→ **Task goal**: Look through the entries below and return all lines including the word "approximate".

→ **Data to process**:
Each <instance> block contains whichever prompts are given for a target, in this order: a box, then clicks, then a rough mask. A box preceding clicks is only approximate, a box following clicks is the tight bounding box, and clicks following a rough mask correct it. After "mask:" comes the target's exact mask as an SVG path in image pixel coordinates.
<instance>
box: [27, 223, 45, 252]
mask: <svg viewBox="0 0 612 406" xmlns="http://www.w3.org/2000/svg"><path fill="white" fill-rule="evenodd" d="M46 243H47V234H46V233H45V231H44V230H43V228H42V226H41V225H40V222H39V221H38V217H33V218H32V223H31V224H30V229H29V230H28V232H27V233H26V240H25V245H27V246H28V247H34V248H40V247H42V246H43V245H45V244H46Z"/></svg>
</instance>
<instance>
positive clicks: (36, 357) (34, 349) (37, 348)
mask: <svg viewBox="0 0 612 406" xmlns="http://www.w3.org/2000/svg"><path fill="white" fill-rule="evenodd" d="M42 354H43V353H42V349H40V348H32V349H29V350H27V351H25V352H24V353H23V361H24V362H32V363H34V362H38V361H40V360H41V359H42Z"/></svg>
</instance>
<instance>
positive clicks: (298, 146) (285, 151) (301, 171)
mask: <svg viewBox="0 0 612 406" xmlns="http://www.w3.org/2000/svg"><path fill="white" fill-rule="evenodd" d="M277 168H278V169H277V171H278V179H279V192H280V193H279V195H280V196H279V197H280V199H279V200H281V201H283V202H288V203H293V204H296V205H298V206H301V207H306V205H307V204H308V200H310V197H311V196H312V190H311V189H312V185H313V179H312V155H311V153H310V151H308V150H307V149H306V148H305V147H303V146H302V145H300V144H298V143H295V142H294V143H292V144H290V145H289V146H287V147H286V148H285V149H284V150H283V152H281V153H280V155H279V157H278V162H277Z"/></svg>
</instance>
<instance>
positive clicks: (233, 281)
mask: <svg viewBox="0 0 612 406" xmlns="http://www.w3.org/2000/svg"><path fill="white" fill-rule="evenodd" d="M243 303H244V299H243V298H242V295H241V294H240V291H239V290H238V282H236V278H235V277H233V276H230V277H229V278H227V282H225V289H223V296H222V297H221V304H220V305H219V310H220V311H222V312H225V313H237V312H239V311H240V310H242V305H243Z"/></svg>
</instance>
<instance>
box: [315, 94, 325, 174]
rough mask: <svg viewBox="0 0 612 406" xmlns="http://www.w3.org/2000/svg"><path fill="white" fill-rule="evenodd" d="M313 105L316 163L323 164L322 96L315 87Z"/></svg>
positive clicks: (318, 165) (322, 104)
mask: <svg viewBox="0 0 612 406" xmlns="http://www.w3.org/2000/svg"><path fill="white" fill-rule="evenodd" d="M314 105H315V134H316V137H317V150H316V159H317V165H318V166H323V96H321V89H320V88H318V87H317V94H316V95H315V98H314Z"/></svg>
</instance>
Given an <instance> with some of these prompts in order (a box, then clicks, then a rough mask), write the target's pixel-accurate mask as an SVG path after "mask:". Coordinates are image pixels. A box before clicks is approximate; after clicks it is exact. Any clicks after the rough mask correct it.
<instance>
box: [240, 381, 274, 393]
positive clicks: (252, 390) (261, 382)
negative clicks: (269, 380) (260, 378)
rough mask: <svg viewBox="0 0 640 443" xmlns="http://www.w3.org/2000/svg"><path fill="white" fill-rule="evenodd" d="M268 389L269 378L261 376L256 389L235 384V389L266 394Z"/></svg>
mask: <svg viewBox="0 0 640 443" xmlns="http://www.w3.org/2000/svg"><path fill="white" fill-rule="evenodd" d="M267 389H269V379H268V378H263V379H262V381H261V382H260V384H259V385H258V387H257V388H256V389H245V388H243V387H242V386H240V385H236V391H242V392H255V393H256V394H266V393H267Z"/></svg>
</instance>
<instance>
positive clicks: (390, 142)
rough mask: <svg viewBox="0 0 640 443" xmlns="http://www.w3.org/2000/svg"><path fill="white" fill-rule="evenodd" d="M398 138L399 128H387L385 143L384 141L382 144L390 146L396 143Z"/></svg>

→ **Answer to this exercise**:
Each <instance> block contains whichever prompts are given for a target, in this order: a box, then clicks, then a rough mask. A box preceding clicks is only approximate, a box following clicks is the tight bounding box, and clicks following a rough mask correct it. After "mask:" comes the target's exact mask as an SVG path in image pixel coordinates.
Given an <instance> with some of these prompts in order (a box, then clicks, then a rough mask), write the target's pixel-accurate mask as an SVG path after "mask:". Coordinates are image pixels. A box before clicks is approximate; after clicks it is exact. Any clicks after the rough mask correct it.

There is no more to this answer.